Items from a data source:
##############################

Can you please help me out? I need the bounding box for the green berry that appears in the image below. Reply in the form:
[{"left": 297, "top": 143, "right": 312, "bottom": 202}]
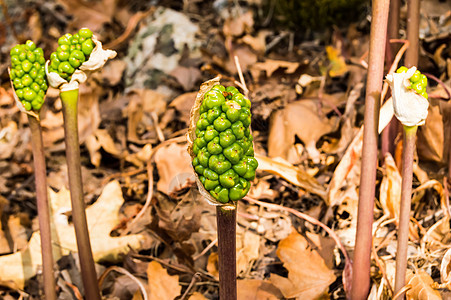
[
  {"left": 23, "top": 87, "right": 36, "bottom": 101},
  {"left": 192, "top": 85, "right": 258, "bottom": 203},
  {"left": 410, "top": 70, "right": 421, "bottom": 83},
  {"left": 207, "top": 137, "right": 222, "bottom": 154},
  {"left": 10, "top": 40, "right": 48, "bottom": 110},
  {"left": 25, "top": 40, "right": 36, "bottom": 51},
  {"left": 204, "top": 125, "right": 219, "bottom": 142},
  {"left": 213, "top": 113, "right": 232, "bottom": 132},
  {"left": 81, "top": 39, "right": 94, "bottom": 55},
  {"left": 57, "top": 51, "right": 70, "bottom": 61},
  {"left": 22, "top": 74, "right": 33, "bottom": 86},
  {"left": 78, "top": 28, "right": 92, "bottom": 39},
  {"left": 396, "top": 66, "right": 409, "bottom": 73}
]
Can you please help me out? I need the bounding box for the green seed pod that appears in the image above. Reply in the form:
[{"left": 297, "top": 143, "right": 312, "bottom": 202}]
[
  {"left": 189, "top": 78, "right": 258, "bottom": 203},
  {"left": 10, "top": 40, "right": 48, "bottom": 111},
  {"left": 396, "top": 66, "right": 428, "bottom": 99},
  {"left": 49, "top": 28, "right": 94, "bottom": 81}
]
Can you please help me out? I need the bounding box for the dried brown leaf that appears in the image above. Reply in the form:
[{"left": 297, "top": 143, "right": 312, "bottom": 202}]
[
  {"left": 270, "top": 230, "right": 336, "bottom": 299},
  {"left": 406, "top": 270, "right": 442, "bottom": 300},
  {"left": 255, "top": 153, "right": 326, "bottom": 199},
  {"left": 222, "top": 10, "right": 254, "bottom": 36},
  {"left": 101, "top": 59, "right": 127, "bottom": 86},
  {"left": 379, "top": 153, "right": 402, "bottom": 220},
  {"left": 251, "top": 59, "right": 299, "bottom": 78},
  {"left": 170, "top": 66, "right": 201, "bottom": 91},
  {"left": 416, "top": 99, "right": 444, "bottom": 162},
  {"left": 0, "top": 181, "right": 145, "bottom": 288},
  {"left": 440, "top": 248, "right": 451, "bottom": 290},
  {"left": 154, "top": 143, "right": 194, "bottom": 195},
  {"left": 188, "top": 292, "right": 207, "bottom": 300},
  {"left": 326, "top": 46, "right": 348, "bottom": 77},
  {"left": 237, "top": 279, "right": 283, "bottom": 300},
  {"left": 268, "top": 100, "right": 334, "bottom": 162},
  {"left": 147, "top": 261, "right": 182, "bottom": 300}
]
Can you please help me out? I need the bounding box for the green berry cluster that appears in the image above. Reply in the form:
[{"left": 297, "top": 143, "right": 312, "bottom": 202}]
[
  {"left": 10, "top": 40, "right": 48, "bottom": 111},
  {"left": 192, "top": 85, "right": 258, "bottom": 203},
  {"left": 49, "top": 28, "right": 94, "bottom": 81},
  {"left": 396, "top": 66, "right": 428, "bottom": 99}
]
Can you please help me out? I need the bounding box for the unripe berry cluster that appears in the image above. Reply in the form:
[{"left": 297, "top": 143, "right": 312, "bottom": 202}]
[
  {"left": 10, "top": 40, "right": 48, "bottom": 111},
  {"left": 192, "top": 85, "right": 258, "bottom": 203},
  {"left": 49, "top": 28, "right": 94, "bottom": 81},
  {"left": 396, "top": 66, "right": 428, "bottom": 99}
]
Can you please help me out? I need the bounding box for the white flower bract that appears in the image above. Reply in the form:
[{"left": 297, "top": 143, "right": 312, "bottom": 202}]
[
  {"left": 45, "top": 35, "right": 116, "bottom": 91},
  {"left": 385, "top": 67, "right": 429, "bottom": 126}
]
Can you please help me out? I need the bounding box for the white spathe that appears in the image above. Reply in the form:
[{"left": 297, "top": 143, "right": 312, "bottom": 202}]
[
  {"left": 385, "top": 67, "right": 429, "bottom": 126},
  {"left": 45, "top": 35, "right": 116, "bottom": 91}
]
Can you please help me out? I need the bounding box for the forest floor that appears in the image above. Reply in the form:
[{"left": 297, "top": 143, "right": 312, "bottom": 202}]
[{"left": 0, "top": 0, "right": 451, "bottom": 300}]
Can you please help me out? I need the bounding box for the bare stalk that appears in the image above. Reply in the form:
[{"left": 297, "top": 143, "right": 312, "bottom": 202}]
[
  {"left": 405, "top": 0, "right": 420, "bottom": 68},
  {"left": 351, "top": 0, "right": 390, "bottom": 300},
  {"left": 216, "top": 204, "right": 237, "bottom": 300},
  {"left": 395, "top": 126, "right": 418, "bottom": 299},
  {"left": 28, "top": 115, "right": 56, "bottom": 300},
  {"left": 381, "top": 0, "right": 401, "bottom": 157},
  {"left": 60, "top": 89, "right": 100, "bottom": 300}
]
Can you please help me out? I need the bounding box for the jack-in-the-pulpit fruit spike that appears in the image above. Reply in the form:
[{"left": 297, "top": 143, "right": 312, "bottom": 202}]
[
  {"left": 189, "top": 79, "right": 258, "bottom": 205},
  {"left": 9, "top": 40, "right": 48, "bottom": 111},
  {"left": 48, "top": 28, "right": 95, "bottom": 81},
  {"left": 396, "top": 66, "right": 428, "bottom": 99}
]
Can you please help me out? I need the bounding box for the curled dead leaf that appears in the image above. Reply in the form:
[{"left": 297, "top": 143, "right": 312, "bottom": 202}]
[
  {"left": 380, "top": 153, "right": 402, "bottom": 220},
  {"left": 270, "top": 230, "right": 336, "bottom": 299},
  {"left": 147, "top": 261, "right": 182, "bottom": 300},
  {"left": 406, "top": 270, "right": 442, "bottom": 300}
]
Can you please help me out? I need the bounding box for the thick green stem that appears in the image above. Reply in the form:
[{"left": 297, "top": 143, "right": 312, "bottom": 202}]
[
  {"left": 28, "top": 115, "right": 56, "bottom": 300},
  {"left": 60, "top": 89, "right": 100, "bottom": 300},
  {"left": 216, "top": 204, "right": 237, "bottom": 300},
  {"left": 351, "top": 0, "right": 390, "bottom": 300},
  {"left": 395, "top": 126, "right": 417, "bottom": 299}
]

##############################

Short exercise
Gather every line of the rows above that holds the word "white", and copy each one unchanged.

Answer in full
Can you please help me out? I need the bounding box for the white flower bract that appears in the image above. Reply in the form:
Can you please help me out? I need the bounding box for the white spathe that appears in the image above. Reply in the form:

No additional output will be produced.